* _REQUIREMENTS_
Update the entries from the line with "the **hanging sign**?" to the line with "69 L 19 129", both included, by replacing "separate parts" with "distinct parts" and changing nothing else. Return only those lines.

════════

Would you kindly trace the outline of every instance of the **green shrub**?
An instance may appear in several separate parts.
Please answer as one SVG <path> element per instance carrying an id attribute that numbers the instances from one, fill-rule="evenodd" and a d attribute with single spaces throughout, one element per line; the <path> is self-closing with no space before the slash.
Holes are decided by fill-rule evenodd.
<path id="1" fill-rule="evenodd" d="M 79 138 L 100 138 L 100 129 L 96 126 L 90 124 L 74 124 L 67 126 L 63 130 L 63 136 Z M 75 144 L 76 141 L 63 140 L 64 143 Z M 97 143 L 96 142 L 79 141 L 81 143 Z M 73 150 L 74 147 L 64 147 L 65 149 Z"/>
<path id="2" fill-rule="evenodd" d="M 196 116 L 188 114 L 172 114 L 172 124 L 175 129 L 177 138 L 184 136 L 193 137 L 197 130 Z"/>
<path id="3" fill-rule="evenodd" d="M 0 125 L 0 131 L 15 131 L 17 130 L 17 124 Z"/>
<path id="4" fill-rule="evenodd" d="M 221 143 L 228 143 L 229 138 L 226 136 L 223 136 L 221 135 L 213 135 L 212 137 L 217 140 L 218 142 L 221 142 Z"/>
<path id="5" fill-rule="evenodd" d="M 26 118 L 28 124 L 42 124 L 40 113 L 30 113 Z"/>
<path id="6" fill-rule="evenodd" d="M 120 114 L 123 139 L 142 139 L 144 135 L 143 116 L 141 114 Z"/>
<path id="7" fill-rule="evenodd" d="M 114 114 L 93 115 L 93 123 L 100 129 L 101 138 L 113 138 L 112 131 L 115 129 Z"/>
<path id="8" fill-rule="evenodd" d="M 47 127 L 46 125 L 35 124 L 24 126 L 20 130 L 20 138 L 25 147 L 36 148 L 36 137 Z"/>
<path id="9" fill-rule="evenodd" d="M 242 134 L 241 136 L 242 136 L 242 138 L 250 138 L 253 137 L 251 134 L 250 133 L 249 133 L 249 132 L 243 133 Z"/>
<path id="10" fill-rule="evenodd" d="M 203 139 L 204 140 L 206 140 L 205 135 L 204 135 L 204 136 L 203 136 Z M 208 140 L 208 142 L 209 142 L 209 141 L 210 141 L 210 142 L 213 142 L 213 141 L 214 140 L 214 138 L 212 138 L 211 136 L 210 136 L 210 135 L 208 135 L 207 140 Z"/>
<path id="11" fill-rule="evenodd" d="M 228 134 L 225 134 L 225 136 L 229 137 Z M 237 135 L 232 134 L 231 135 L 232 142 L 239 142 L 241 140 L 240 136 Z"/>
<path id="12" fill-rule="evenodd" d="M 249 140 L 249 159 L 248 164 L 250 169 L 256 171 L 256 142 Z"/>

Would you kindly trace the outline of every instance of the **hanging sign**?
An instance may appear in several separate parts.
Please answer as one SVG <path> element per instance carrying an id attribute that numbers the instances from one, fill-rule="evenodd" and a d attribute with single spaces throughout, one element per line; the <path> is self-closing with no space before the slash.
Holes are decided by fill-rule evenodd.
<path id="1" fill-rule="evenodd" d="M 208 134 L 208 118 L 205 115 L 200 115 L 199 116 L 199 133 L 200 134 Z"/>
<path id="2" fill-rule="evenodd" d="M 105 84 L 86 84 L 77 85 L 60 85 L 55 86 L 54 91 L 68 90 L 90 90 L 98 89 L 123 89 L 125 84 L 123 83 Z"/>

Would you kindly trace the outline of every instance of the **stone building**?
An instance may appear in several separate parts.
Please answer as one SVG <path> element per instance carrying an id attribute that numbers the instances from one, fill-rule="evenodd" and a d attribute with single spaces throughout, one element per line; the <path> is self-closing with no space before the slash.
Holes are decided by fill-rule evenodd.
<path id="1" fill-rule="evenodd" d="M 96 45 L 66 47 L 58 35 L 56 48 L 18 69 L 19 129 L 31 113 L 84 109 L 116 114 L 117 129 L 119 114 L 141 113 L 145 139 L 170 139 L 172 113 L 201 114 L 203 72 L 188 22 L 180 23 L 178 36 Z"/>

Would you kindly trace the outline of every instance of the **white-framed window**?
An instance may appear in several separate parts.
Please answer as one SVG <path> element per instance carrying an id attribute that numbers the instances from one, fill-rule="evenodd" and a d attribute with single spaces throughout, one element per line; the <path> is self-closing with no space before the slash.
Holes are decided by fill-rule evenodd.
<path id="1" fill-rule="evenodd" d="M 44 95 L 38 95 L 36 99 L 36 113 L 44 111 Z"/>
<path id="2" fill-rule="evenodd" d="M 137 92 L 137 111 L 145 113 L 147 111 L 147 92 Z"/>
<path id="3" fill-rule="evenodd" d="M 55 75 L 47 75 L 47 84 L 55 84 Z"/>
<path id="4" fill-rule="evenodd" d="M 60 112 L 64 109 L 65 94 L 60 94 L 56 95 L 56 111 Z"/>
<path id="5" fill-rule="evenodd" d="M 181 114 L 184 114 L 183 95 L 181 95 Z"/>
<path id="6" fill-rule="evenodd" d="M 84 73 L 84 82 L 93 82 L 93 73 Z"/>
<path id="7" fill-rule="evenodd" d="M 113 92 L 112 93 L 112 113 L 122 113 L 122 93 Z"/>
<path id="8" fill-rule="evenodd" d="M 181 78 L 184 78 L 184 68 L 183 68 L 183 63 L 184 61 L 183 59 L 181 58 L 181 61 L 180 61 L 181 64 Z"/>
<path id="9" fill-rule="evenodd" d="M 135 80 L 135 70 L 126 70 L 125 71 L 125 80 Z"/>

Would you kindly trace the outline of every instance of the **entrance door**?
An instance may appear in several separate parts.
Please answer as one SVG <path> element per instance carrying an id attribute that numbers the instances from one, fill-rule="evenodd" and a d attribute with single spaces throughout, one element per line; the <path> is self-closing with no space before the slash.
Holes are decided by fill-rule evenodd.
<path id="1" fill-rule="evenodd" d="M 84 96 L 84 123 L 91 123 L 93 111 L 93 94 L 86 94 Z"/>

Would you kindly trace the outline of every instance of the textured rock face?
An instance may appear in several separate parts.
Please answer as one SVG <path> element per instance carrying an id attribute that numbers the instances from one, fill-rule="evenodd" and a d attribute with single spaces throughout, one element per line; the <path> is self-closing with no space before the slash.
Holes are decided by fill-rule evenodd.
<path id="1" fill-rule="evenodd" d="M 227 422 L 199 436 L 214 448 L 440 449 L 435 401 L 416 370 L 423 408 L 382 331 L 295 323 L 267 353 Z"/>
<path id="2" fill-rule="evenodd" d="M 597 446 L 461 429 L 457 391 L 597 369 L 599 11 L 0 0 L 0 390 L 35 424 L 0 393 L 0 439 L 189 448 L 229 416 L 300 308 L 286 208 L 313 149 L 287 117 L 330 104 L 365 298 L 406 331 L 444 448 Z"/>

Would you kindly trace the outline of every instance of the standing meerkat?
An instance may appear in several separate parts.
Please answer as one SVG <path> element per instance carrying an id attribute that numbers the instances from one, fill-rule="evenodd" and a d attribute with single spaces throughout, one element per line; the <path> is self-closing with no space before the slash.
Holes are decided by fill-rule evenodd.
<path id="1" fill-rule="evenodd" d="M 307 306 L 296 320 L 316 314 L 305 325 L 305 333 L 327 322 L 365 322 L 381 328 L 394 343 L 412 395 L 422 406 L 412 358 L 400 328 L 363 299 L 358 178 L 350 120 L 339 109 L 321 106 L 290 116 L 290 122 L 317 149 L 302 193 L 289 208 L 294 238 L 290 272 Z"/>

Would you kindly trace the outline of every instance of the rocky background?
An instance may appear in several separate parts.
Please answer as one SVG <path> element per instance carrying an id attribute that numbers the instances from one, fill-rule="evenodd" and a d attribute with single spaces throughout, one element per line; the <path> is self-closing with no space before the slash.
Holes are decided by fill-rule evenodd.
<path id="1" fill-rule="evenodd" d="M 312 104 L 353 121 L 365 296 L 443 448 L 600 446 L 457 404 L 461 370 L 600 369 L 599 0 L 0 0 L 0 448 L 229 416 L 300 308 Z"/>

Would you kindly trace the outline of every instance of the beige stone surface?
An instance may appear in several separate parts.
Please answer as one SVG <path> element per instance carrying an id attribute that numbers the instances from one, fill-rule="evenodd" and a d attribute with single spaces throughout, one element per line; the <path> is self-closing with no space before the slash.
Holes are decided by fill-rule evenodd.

════════

* _COMPLETED TASK_
Would you kindly trace the outline of every instance of the **hanging sign**?
An instance may appear in several distinct parts.
Please answer as one SVG <path> element per instance carrying an id attribute that numbers the instances from one, fill-rule="evenodd" and a d attribute with single spaces throughout, one element per line; the <path> is self-closing with no space before the slash.
Holes are decided by fill-rule evenodd.
<path id="1" fill-rule="evenodd" d="M 208 134 L 208 118 L 205 115 L 200 115 L 199 116 L 199 133 L 200 134 Z"/>
<path id="2" fill-rule="evenodd" d="M 105 84 L 86 84 L 77 85 L 60 85 L 55 86 L 54 91 L 68 90 L 90 90 L 98 89 L 123 89 L 125 84 L 123 83 Z"/>

Would you kindly trace the outline of every instance of the **stone building**?
An instance may appear in several distinct parts.
Please answer as one SVG <path> element per instance carrying an id attribute that numbers the instances from one, fill-rule="evenodd" and a d attribute with single spaces throughout, one element per line; the <path> is self-closing with no space before the slash.
Holes are decided by fill-rule evenodd.
<path id="1" fill-rule="evenodd" d="M 96 45 L 66 47 L 58 35 L 56 48 L 18 69 L 19 129 L 31 113 L 84 109 L 116 114 L 117 129 L 119 114 L 141 113 L 145 139 L 170 139 L 172 113 L 201 114 L 203 72 L 188 22 L 180 23 L 178 36 Z"/>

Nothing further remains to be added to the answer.